* _CHALLENGE_:
Set out the lines of the listing below as a numbered list, beginning with the line containing "In this exercise you will locate the sky" and continuing through the line containing "point(313, 259)". Leave out any blank lines.

....................

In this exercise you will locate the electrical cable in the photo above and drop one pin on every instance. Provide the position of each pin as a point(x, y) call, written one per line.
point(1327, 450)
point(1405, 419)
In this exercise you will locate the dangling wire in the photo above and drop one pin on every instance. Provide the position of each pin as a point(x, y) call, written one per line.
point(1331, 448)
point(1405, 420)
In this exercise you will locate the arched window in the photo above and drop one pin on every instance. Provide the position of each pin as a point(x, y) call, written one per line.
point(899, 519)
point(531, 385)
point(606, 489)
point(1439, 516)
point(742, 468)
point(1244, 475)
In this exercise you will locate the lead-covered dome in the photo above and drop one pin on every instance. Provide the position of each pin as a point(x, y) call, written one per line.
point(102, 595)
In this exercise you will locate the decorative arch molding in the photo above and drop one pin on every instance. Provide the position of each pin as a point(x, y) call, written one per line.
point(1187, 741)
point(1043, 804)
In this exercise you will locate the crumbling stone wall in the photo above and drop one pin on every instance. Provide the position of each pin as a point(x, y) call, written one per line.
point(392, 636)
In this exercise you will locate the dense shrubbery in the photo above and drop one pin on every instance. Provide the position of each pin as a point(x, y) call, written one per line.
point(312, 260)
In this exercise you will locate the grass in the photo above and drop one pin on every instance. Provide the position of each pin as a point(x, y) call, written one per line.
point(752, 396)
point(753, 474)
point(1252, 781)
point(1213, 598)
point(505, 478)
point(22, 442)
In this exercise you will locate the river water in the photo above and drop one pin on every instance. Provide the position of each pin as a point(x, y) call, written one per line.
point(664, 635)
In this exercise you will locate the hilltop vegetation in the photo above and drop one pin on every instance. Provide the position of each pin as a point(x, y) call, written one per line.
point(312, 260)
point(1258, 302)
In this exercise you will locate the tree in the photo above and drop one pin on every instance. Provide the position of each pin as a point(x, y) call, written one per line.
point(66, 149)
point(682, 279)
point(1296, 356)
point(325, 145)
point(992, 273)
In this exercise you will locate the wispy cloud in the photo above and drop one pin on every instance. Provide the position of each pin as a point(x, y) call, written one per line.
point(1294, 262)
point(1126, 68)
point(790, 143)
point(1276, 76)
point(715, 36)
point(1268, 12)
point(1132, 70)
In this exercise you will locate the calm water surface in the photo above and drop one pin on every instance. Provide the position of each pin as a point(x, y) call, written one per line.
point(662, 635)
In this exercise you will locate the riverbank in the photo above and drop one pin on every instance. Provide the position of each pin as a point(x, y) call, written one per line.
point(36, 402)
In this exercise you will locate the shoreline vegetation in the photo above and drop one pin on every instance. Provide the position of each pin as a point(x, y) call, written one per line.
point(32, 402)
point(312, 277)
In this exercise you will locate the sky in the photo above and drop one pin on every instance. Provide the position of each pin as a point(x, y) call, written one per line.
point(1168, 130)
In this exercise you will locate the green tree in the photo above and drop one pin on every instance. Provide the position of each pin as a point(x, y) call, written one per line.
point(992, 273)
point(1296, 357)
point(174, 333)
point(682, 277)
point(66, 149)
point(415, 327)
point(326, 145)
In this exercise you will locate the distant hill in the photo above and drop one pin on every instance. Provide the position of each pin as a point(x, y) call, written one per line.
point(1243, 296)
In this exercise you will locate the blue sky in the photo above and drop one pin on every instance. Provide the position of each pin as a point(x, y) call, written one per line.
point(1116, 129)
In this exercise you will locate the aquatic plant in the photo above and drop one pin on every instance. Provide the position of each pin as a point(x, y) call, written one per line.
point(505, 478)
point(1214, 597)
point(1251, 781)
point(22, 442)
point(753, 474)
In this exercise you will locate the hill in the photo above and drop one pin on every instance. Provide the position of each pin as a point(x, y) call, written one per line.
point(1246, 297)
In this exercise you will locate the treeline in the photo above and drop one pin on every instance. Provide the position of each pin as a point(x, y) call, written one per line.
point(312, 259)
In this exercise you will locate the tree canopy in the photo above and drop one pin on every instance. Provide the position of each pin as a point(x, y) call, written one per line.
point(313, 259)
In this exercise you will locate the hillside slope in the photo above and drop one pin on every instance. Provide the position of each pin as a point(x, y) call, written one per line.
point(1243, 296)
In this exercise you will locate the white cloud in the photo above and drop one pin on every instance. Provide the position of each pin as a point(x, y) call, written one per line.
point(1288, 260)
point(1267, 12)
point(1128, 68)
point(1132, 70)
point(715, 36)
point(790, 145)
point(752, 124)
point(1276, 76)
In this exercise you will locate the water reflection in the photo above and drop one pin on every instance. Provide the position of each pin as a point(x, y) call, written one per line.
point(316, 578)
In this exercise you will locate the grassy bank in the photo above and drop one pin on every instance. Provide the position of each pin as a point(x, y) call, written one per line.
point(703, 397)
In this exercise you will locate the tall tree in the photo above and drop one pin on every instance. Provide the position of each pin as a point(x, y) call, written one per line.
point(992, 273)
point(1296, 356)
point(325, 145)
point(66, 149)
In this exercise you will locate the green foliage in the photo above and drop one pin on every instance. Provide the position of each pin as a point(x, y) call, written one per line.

....................

* _IN RESPONSE_:
1. In this exercise you will locate the sky in the photo above and drop one pin on every instance. Provide the position of each pin as a point(x, y) call, written one per line.
2. point(1168, 130)
3. In this exercise you will locate the green tree in the photo above and drop one pin on every instance. Provide the position of each pin as a point(x, y) call, written one per line.
4. point(992, 273)
5. point(1296, 357)
6. point(174, 333)
7. point(682, 277)
8. point(66, 149)
9. point(415, 327)
10. point(326, 145)
11. In this exercise you will locate the distant hill in the photo above and drop one pin on every instance. Provide the position of each pin as a point(x, y) call, written one per line.
12. point(1243, 296)
13. In this exercise you will locate the blue sky in the photo above and drop one pin on every instance. Provide the position of each pin as a point(x, y) call, written one per line.
14. point(1116, 129)
15. In this exercise you will locate the aquatic plant in the photo above and drop one pin on every instance. Provide the position of each pin as a point(x, y) call, written one per line.
16. point(505, 478)
17. point(1214, 597)
18. point(1251, 781)
19. point(22, 442)
20. point(753, 474)
21. In this exercise you will locate the hill in the photo above and drop one pin on every instance. Provide the position of each pin as a point(x, y) call, written one per line.
22. point(1246, 297)
23. In this exercise you will locate the treeline in the photo above and drop one pin on every instance. Provide the position of each pin as a point(x, y) call, written one per line.
24. point(312, 259)
25. In this exercise you will locate the tree canopy in the photo above and drop one pin on every instance. Provide the position of each pin as a point(x, y) call, written one per line.
26. point(313, 259)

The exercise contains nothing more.